> [Problem description] Whenever a line in the records below holds the string "sample", include it in the count, and state the number alone.

__________

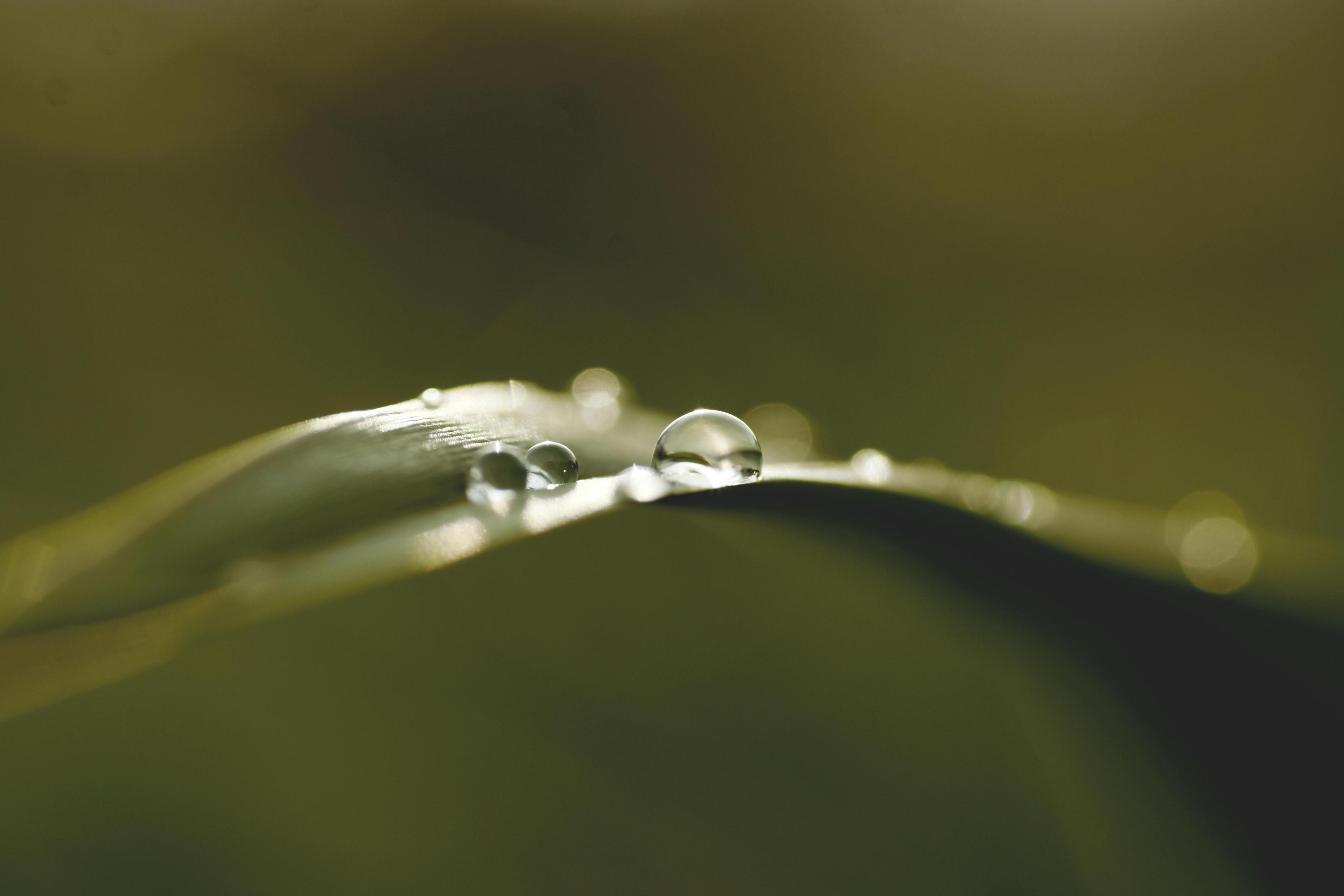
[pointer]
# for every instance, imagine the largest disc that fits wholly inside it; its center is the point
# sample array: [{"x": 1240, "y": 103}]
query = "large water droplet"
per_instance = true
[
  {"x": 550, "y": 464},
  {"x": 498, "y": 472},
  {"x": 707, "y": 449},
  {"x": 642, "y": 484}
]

__________

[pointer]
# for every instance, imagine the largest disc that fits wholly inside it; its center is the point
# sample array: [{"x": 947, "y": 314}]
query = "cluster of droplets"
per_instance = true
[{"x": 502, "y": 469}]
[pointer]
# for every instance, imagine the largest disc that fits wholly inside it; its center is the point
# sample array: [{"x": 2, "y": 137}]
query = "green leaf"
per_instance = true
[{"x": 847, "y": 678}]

__________

> [Answer to this exercise] 3